Work required.
Print the lines of the records below unchanged, starting with the line that contains "Locate the shadow" and going on through the line that contains "[[670, 231]]", with both of those lines included.

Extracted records
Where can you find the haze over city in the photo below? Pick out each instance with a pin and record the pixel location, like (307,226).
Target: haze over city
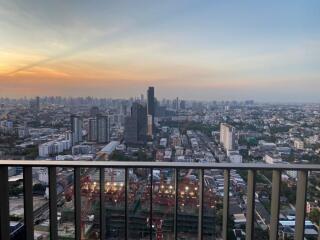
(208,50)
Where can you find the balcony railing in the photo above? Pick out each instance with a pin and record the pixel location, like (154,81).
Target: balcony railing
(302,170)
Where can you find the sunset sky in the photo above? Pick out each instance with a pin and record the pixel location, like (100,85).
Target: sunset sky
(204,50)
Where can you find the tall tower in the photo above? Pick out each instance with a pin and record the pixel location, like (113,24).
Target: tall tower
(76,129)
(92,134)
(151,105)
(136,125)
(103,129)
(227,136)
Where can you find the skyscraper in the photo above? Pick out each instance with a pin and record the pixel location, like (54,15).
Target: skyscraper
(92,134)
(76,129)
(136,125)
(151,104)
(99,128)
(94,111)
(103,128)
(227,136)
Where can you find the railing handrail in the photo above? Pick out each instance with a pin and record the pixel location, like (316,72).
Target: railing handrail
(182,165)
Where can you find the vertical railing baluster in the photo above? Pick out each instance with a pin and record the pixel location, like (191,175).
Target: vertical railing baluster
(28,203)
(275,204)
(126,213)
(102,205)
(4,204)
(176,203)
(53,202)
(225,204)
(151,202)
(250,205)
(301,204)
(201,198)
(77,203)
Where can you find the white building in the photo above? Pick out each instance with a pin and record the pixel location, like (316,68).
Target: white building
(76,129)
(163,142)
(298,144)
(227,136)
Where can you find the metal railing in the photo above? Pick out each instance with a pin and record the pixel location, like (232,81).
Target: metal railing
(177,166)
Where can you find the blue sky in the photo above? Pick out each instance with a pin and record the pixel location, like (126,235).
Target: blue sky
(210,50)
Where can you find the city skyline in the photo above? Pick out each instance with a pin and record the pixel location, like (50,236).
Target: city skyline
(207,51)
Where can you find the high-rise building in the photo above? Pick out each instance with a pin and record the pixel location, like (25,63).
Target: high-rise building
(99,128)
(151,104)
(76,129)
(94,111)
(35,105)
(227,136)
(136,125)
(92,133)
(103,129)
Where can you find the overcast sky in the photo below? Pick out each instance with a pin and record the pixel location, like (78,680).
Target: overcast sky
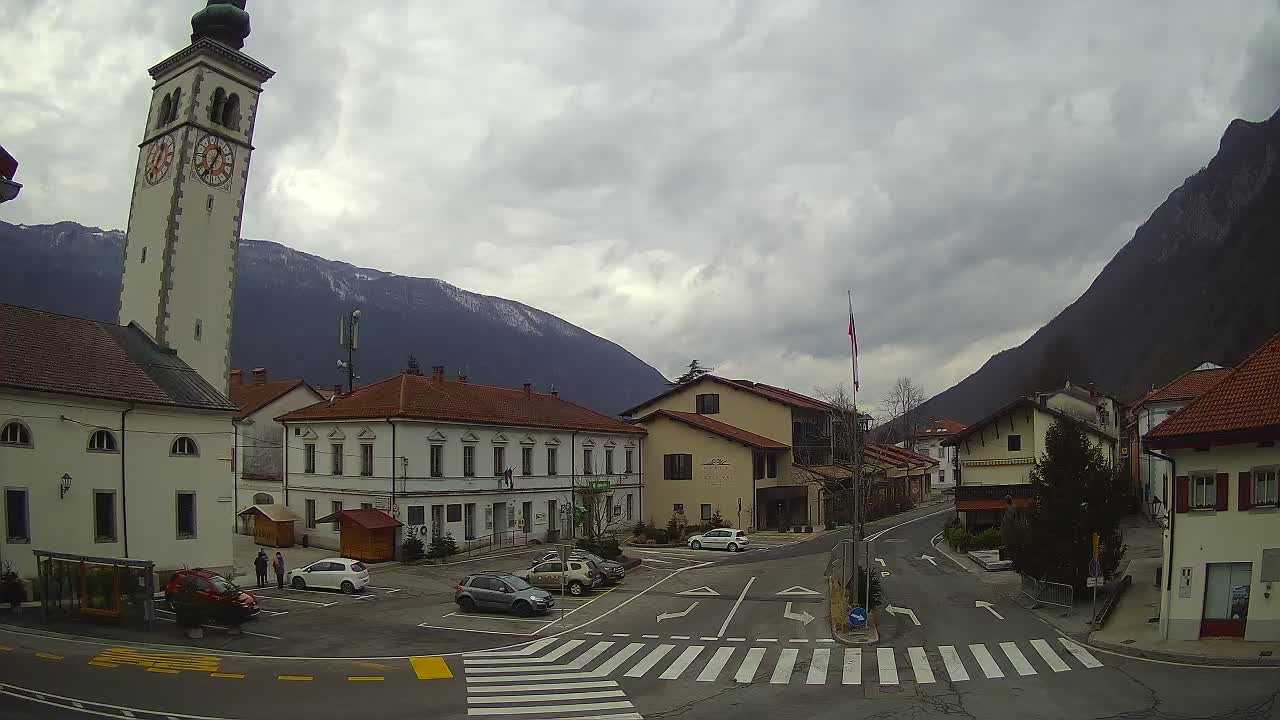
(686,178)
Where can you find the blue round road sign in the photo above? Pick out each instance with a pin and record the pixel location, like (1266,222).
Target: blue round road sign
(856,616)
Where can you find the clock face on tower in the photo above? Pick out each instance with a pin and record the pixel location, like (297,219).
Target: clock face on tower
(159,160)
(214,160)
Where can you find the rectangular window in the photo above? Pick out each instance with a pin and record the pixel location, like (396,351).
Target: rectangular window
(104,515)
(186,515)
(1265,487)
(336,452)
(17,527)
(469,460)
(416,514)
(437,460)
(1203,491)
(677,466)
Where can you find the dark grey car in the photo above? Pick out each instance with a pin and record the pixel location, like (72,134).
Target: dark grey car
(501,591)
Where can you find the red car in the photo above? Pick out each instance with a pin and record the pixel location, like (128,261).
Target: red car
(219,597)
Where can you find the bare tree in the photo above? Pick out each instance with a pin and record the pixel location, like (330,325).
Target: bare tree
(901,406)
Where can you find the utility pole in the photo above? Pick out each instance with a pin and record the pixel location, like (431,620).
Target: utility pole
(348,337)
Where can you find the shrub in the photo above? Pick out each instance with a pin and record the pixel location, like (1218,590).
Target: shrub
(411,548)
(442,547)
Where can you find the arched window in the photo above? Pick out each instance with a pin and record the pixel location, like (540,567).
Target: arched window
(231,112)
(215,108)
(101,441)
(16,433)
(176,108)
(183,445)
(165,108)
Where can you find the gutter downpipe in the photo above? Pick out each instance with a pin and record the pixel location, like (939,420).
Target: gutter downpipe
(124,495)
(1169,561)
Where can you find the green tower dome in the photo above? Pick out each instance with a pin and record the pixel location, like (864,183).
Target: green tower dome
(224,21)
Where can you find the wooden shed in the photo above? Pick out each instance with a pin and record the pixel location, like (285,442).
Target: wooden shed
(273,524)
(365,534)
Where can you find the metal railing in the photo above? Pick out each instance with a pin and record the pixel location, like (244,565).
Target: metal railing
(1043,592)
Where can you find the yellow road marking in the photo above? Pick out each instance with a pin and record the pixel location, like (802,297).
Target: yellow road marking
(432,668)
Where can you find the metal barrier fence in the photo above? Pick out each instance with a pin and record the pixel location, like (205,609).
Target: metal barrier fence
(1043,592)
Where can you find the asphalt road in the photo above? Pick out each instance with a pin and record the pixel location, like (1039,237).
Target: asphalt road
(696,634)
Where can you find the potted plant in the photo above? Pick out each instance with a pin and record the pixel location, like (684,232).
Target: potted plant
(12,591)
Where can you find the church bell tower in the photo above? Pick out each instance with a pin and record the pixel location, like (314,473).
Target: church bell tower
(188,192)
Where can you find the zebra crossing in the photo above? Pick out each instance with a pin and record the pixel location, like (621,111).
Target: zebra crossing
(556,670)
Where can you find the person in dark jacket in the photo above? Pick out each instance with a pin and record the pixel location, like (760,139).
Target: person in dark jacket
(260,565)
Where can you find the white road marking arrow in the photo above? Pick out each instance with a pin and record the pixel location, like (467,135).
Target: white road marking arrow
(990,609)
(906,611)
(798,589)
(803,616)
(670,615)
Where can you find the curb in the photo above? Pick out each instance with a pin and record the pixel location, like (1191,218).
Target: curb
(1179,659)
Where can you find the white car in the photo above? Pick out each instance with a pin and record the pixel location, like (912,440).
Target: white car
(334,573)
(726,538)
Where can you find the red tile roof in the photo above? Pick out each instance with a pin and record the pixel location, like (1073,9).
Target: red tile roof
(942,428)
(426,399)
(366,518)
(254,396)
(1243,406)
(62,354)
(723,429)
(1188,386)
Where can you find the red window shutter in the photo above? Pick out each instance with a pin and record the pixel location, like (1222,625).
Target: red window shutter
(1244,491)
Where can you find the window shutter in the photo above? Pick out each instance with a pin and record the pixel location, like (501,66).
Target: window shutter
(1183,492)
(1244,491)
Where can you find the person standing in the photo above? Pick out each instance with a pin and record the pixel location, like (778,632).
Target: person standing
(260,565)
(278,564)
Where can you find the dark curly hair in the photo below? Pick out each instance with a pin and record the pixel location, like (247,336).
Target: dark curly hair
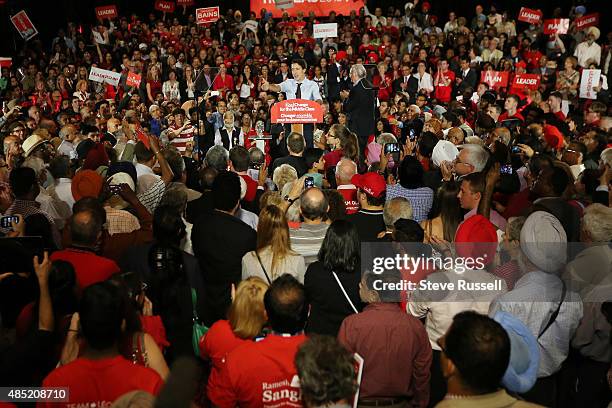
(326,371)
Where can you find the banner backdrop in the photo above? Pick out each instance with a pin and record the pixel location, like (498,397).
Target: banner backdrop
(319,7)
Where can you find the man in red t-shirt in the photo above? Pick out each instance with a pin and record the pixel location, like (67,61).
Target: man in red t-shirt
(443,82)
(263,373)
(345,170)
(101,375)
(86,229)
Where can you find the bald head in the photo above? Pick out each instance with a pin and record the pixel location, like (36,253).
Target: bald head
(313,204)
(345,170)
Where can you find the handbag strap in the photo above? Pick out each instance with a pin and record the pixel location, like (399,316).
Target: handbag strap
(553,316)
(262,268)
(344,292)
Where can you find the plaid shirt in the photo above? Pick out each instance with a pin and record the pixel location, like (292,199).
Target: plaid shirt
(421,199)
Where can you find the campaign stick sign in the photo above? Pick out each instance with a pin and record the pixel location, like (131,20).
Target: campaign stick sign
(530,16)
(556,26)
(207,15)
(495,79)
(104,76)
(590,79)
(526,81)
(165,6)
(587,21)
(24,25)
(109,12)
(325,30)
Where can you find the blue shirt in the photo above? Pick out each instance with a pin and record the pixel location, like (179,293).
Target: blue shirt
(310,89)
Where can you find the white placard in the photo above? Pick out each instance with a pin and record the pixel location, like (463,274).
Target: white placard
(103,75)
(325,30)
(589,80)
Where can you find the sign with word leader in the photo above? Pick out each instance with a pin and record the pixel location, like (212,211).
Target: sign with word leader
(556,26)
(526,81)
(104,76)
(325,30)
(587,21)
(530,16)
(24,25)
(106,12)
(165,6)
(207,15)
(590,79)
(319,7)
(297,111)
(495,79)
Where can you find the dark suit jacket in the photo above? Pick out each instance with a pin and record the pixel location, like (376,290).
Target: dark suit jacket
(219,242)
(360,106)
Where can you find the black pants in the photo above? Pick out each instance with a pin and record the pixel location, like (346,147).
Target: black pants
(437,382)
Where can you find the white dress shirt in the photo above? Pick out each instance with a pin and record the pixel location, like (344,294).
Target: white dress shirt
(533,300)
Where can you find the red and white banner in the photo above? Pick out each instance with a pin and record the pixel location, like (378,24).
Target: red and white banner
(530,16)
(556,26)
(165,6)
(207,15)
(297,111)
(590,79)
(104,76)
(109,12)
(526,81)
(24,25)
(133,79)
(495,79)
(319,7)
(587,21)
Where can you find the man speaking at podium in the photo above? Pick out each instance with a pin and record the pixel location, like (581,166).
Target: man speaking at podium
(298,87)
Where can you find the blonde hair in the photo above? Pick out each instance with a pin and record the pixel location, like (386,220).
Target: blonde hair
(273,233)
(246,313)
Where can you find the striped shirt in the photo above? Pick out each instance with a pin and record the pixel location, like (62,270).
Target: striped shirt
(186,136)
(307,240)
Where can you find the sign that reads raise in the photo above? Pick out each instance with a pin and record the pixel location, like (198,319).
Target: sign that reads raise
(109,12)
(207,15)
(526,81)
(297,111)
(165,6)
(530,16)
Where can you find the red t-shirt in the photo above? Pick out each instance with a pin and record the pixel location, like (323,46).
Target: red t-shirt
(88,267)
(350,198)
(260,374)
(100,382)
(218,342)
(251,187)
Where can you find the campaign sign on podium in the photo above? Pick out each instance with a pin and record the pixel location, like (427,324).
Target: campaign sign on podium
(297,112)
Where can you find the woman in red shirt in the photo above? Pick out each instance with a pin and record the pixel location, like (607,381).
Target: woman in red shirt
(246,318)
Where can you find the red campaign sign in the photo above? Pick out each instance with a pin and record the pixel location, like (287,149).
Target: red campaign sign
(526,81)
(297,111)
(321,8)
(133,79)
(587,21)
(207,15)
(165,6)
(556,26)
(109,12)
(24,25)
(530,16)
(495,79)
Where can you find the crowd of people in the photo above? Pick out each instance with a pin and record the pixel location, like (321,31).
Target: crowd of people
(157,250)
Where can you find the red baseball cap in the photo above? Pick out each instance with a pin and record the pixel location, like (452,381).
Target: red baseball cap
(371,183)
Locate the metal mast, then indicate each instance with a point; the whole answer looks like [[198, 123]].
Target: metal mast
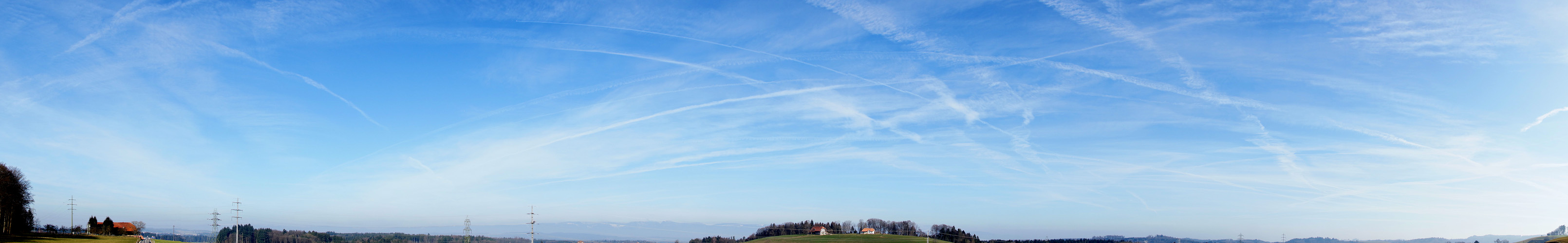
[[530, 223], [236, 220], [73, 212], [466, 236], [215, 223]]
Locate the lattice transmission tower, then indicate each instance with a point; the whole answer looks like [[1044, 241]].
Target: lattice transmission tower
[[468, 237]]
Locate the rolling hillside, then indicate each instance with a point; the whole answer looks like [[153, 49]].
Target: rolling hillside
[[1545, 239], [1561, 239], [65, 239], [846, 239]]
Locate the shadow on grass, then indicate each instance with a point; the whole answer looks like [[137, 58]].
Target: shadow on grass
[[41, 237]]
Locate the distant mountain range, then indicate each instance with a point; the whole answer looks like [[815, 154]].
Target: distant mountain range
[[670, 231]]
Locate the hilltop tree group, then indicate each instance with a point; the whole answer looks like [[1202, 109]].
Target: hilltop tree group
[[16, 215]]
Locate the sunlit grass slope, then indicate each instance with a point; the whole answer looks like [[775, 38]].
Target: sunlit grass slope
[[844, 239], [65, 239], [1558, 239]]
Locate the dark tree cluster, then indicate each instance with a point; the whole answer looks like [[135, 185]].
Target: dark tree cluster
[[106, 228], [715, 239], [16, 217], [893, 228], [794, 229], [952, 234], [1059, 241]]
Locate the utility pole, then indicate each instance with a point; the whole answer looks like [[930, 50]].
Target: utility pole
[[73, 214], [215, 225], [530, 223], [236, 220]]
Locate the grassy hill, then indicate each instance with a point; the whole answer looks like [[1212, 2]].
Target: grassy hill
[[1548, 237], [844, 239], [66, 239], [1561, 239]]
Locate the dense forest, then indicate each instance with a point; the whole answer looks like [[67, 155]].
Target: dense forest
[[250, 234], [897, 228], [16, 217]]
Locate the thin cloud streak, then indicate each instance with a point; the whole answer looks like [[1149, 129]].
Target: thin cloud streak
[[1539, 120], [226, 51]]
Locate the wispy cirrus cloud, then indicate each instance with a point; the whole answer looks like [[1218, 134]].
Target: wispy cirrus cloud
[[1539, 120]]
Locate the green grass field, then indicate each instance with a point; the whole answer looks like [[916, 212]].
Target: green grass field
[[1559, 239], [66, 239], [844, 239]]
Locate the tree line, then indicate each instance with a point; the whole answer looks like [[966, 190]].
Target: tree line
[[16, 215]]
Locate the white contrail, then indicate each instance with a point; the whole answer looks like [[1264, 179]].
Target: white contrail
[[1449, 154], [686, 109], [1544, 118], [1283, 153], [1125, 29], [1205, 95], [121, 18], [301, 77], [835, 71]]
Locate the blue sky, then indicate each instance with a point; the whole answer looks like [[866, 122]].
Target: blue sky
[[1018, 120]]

Solved problem.
Locate the shadow on grass, then indicate each instance with a point; the whole answer looks like [[137, 58]].
Target: shadow on grass
[[41, 237]]
Locate the distant mountain range, then indicate each instance with a point; the whole answer looks like [[815, 154]].
Target: distant mountain range
[[670, 231]]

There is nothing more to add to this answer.